• Instruction: Would you copy only the lines below, beginning with the one that contains "stem. Return only the coordinates." and running through the last entry line?

···

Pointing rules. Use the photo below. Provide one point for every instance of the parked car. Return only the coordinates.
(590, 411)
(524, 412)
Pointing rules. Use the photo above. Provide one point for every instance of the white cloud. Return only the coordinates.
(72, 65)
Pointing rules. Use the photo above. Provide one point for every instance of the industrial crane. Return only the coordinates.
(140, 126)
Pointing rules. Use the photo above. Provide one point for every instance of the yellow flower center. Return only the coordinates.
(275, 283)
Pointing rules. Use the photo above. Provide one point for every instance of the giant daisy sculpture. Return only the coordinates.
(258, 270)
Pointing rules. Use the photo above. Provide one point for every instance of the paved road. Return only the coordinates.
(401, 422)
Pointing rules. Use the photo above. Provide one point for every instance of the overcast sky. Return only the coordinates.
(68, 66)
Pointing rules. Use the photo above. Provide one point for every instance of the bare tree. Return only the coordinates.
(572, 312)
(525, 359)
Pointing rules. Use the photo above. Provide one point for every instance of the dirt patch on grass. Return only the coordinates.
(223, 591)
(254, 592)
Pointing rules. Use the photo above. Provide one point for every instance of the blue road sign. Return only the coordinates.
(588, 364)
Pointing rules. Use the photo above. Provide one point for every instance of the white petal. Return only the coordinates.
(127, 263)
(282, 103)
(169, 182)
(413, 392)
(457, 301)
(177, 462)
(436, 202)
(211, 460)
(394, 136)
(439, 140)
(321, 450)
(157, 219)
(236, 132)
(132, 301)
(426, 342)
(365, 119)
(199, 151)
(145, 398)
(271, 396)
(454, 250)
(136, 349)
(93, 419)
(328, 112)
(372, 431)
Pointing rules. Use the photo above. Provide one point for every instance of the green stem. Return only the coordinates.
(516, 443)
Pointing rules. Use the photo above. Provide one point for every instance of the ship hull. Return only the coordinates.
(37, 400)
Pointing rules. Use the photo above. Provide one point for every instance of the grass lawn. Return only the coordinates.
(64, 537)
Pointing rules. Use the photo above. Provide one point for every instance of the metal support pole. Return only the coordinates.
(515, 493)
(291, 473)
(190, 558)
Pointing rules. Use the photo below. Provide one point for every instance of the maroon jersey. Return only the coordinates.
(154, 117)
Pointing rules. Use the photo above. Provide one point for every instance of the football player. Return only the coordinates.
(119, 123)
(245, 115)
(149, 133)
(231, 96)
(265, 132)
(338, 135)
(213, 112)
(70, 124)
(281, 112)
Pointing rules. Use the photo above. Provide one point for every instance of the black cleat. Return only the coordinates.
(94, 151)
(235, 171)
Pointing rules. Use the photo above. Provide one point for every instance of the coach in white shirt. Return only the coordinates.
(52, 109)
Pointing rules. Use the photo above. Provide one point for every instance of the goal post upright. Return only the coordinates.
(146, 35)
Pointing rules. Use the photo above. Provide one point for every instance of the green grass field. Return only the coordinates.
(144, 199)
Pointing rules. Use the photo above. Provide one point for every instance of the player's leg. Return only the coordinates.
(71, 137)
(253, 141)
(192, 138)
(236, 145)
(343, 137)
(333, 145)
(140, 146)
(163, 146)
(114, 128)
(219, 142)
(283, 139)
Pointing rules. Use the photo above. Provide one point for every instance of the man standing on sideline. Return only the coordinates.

···

• Right answer:
Pointing rules. Use the photo above. Provide one point for every instance of the green stem. Return only the coordinates.
(516, 443)
Pointing rules. Use the photo above. Provide one point for every instance of the ship hull. Return only the coordinates.
(37, 400)
Pointing rules. Use the photo above. Provide one point for every instance of the grass lawn. Return only the coordinates.
(64, 537)
Pointing rules. Use the photo above. Provide one point for every instance of the metal support pole. Return only the coordinates.
(515, 493)
(291, 473)
(190, 558)
Pointing rules. Use the photo below. Provide one point for every instance of the maroon jersey. Return only the coordinates.
(154, 117)
Pointing rules. Use the photo above. Provide one point for every instance of the football player. Return only the coordinates.
(119, 123)
(245, 115)
(149, 133)
(231, 96)
(265, 132)
(338, 135)
(213, 112)
(70, 124)
(281, 112)
Pointing rules. Use the photo above. Provide one point for every instance of the black cleat. Return only the coordinates.
(94, 151)
(235, 171)
Pointing rules. Use the photo above. Provide one point for every instance of the coach in white shirt. Return only the coordinates.
(52, 109)
Pointing rules. Use the photo above. Provide one point for every instance of the goal post upright. Return only the coordinates.
(146, 35)
Pointing rules. Use the photo above. Provide one point for every instance of the green grass field. Return only the coordinates.
(144, 199)
Pointing rules. Use the photo above. Provide one point for every instance of the player's leg. Return only the coordinates.
(71, 137)
(253, 141)
(192, 138)
(236, 145)
(343, 137)
(333, 145)
(140, 146)
(163, 146)
(114, 128)
(219, 142)
(283, 139)
Pointing rules. Use the photo above. Provide one point for every instance of the man standing on sideline. Return only the coordinates.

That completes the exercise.